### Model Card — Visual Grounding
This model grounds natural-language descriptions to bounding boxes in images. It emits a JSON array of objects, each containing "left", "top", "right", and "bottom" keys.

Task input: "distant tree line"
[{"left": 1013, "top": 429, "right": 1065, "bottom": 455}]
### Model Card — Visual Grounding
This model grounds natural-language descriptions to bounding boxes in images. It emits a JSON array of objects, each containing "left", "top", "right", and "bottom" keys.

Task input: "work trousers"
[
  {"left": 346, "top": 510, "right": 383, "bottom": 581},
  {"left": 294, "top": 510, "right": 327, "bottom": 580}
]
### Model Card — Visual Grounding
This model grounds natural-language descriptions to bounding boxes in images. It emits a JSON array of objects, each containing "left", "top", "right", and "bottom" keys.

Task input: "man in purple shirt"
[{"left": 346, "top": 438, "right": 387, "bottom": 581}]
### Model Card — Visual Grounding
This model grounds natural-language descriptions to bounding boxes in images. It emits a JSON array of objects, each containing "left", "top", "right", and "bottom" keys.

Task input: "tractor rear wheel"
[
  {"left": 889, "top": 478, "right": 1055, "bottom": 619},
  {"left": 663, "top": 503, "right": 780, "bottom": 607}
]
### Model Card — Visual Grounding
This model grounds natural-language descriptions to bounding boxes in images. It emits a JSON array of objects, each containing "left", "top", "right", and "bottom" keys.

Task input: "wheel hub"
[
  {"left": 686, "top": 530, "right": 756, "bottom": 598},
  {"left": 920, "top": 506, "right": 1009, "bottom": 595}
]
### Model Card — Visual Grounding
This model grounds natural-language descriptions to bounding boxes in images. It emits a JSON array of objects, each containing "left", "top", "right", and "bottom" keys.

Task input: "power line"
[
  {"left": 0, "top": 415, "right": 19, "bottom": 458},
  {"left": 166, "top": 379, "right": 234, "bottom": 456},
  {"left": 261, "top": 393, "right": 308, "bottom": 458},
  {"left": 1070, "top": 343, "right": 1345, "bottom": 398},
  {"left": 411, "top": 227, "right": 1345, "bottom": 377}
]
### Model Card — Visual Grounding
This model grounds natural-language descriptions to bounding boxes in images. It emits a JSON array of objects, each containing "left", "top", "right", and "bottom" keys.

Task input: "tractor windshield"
***
Which lines in the rows above contain the string "input"? Gather every one of them, treating uppercase and lowercase as different.

Task input: "distant tree line"
Task input: "work trousers"
Task input: "man in purple shirt"
Task input: "tractor rear wheel"
Task input: "wheel hub"
Task input: "power line"
Task input: "tractor windshield"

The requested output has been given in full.